* Exercise objective: Each of the lines below must be written out exactly as shown.
======== Entries shown
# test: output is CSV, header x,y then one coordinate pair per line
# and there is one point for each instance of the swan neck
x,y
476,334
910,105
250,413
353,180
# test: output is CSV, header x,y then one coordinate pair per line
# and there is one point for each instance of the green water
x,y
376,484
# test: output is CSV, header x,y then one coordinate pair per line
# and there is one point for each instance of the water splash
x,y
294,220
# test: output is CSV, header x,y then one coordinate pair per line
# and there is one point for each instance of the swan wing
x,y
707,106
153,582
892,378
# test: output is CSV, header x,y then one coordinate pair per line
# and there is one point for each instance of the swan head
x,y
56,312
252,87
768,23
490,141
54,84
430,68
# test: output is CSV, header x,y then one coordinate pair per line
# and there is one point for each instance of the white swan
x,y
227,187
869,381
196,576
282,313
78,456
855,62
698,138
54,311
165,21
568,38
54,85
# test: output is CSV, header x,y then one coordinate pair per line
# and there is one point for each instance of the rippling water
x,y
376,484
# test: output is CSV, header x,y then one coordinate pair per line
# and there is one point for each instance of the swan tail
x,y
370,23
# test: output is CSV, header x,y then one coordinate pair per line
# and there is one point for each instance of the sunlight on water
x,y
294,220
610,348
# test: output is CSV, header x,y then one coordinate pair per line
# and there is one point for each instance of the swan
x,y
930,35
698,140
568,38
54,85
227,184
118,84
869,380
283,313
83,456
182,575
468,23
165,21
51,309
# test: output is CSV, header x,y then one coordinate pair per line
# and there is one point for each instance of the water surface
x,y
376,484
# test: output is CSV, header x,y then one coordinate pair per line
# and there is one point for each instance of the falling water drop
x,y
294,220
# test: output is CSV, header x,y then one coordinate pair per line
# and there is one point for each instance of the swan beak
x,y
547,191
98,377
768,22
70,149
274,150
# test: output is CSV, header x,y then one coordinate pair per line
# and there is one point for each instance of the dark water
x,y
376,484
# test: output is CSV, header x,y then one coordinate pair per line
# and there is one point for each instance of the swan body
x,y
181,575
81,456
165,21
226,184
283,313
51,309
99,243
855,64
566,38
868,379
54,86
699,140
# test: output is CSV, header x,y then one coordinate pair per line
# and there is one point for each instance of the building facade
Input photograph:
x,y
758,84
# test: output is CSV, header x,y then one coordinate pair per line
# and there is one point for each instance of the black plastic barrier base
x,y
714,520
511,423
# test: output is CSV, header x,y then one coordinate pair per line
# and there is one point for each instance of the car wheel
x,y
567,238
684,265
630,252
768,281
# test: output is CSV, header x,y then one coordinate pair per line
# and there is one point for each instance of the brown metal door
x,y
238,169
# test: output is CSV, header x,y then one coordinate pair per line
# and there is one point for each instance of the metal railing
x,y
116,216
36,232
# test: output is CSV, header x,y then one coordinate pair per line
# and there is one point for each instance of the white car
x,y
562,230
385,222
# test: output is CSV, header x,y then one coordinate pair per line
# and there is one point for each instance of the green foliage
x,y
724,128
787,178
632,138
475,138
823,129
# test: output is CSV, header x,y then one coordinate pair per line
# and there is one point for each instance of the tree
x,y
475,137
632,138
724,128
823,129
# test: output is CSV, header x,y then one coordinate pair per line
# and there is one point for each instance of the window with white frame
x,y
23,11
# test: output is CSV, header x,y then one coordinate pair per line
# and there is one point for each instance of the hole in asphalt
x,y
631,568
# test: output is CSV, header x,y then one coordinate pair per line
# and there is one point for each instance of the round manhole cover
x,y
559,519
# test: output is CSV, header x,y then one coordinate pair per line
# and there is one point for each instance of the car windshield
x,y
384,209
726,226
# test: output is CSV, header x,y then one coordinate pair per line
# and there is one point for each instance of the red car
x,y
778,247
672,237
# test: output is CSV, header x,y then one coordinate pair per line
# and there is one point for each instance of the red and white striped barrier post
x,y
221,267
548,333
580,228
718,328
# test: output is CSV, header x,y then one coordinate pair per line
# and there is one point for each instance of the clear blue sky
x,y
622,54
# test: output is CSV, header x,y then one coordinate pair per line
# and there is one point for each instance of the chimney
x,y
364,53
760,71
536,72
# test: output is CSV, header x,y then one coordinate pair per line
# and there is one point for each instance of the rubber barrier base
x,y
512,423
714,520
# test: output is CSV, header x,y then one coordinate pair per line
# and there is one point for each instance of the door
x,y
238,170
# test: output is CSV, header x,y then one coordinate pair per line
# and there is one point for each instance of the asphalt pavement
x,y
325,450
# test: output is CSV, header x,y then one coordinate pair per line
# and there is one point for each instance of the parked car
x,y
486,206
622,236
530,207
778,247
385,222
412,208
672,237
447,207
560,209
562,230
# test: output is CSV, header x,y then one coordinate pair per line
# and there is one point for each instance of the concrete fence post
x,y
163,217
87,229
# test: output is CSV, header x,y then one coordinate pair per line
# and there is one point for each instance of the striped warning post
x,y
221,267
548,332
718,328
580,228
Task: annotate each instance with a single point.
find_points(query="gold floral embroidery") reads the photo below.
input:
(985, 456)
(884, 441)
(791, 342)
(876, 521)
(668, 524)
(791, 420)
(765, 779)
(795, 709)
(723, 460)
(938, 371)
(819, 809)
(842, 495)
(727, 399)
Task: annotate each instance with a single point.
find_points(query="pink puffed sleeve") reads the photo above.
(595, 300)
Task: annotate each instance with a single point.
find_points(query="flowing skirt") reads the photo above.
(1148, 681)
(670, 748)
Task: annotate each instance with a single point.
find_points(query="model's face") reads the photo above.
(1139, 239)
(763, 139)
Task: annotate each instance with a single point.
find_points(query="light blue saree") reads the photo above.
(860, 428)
================
* Reply to the exercise:
# test: output is CSV, header x,y then one coordinate pair per line
# and there is one point for each instance of the swan neck
x,y
476,334
910,105
250,413
353,180
# test: output is CSV, header x,y then one coordinate pair per line
# and there is one point for each instance of the green water
x,y
376,484
# test: output is CSV, header x,y then one coordinate pair per line
# and there is one point for each instance of the water splash
x,y
294,220
# test: output is CSV, header x,y then one coordinate pair per line
# and there is one point for each instance of the swan wing
x,y
707,106
153,582
892,378
# test: output is CSV, header x,y then one coordinate pair per line
# and there is one point for each instance of the swan head
x,y
56,312
252,87
768,23
490,141
54,84
430,68
# test: output is CSV, header x,y then one coordinate pair per line
# and there is one point for each instance of the white swan
x,y
227,187
869,381
196,576
282,313
78,456
855,62
698,138
54,311
165,21
568,38
54,85
# test: output is CSV, header x,y then one coordinate pair per line
# and there is one point for each instance of the rippling water
x,y
376,484
# test: output is CSV, header x,y then one coordinate pair per line
# and there is one point for each instance of the swan tail
x,y
370,23
# test: output is CSV, header x,y then one coordinate pair per line
# and there is one point for each instance of the sunlight on water
x,y
294,220
610,348
# test: output is CSV, header x,y then one coordinate pair per line
# and there is one point for each instance of the swan
x,y
930,35
698,140
568,38
54,85
227,184
118,84
869,380
283,313
83,456
182,575
468,23
165,21
51,309
# test: output is CSV, header x,y then one coordinate pair per line
# and there is one point for each instance of the water surface
x,y
376,484
# test: output is CSV, header x,y then one coordinate pair per line
# and there is one point for each instance of the falling water drop
x,y
294,220
# test: output is CSV, header x,y then one coordinate pair per line
# and there is one point for each instance of the swan beak
x,y
547,191
98,377
768,22
70,149
274,150
# test: output is CSV, header x,y then one coordinate pair per line
# and there is one point for each instance of the dark water
x,y
376,484
# test: output is CSV, header x,y then one coordinate pair per line
# and there is one point for each instance of the swan body
x,y
181,575
81,456
165,21
226,184
283,313
51,309
99,243
855,64
566,38
868,379
54,86
699,140
# test: output is CSV, header x,y then one coordinate pair per line
# and there is one point for each instance of the building facade
Input photograph:
x,y
758,84
# test: output is CSV, header x,y then one coordinate pair per line
# and there is one point for each instance of the black plastic barrier base
x,y
714,520
511,423
# test: output is CSV, header x,y then one coordinate pair per line
# and there is one point for each instance of the car wheel
x,y
567,238
684,265
630,252
768,281
# test: output is CSV, header x,y then one coordinate pair per line
# and there is one point for each instance of the brown metal door
x,y
238,169
# test: output is CSV, header x,y then one coordinate pair per line
# and there is one point for each instance of the metal railing
x,y
116,216
36,232
# test: output is CSV, header x,y then one coordinate pair per line
# and there is one point for each instance of the white car
x,y
562,230
385,222
# test: output is CSV, header x,y then one coordinate pair per line
# and there is one point for each instance of the green foliage
x,y
724,128
787,178
632,138
475,138
823,129
# test: output is CSV, header x,y then one coordinate pair per line
# and there is one point for each instance of the tree
x,y
475,137
632,138
724,128
823,129
# test: output is CSV, header x,y then one coordinate pair per line
# and there is one point for each instance of the window with white frame
x,y
23,11
# test: output is CSV, header x,y then one coordinate pair per line
# and there is one point for each instance of the hole in asphalt
x,y
631,568
# test: output is CSV, header x,y then one coordinate pair per line
# and there is one point for each instance of the round manhole cover
x,y
559,519
# test: output is CSV, header x,y then one coordinate pair per line
# and there is one point for each instance of the car windshield
x,y
384,209
726,226
# test: output is CSV, header x,y then one coordinate pair per line
# and there is one point for each instance of the red car
x,y
778,247
672,237
# test: output is CSV, header x,y then one coordinate pair per line
# and there is one point for each instance of the red and white striped barrier post
x,y
221,267
548,333
580,228
718,328
# test: output is CSV, header x,y then one coordinate pair per line
# and there is one point for each instance of the clear blue sky
x,y
622,54
# test: output is CSV, header x,y then one coordinate pair per line
# and there is one point for each instance of the chimney
x,y
364,53
760,71
536,72
# test: output is CSV, header x,y then one coordinate pair per line
# and there is one point for each instance of the rubber barrier base
x,y
512,423
714,520
# test: output is CSV, header x,y then one coordinate pair per line
# and there is one point for each instance of the door
x,y
238,170
# test: output is CSV, header x,y then one coordinate pair per line
# and there is one point for each instance of the asphalt pavement
x,y
325,450
# test: output is CSV, header x,y then one coordinate pair per line
# and there is one point for each instance of the parked car
x,y
486,206
622,236
530,207
778,247
385,222
412,208
672,237
447,207
560,209
562,230
# test: output is CSV, header x,y then one coordinate pair per line
# and there is one point for each instance of the concrete fence post
x,y
163,217
87,229
# test: output is CSV, header x,y then one coordinate pair per line
# and there is one point for each instance of the striped warning post
x,y
221,267
548,332
718,328
580,228
Task: annotate each instance with a single point.
find_points(query="gold floral embroidery") reads the photo below.
input:
(985, 456)
(884, 441)
(791, 342)
(876, 521)
(668, 524)
(791, 420)
(765, 779)
(795, 709)
(723, 460)
(938, 371)
(819, 809)
(842, 495)
(727, 399)
Task: annotate each instance with a single point.
find_points(query="pink puffed sleeve") reads the photo above.
(595, 300)
Task: annotate each instance with a single point.
find_points(query="flowing skirt") reads the photo above.
(1148, 681)
(670, 748)
Task: annotate each instance with a single point.
find_points(query="model's face") reads the photo above.
(1139, 239)
(763, 139)
Task: annotate each instance with a single point.
find_points(query="light blue saree") reads the photo above.
(860, 428)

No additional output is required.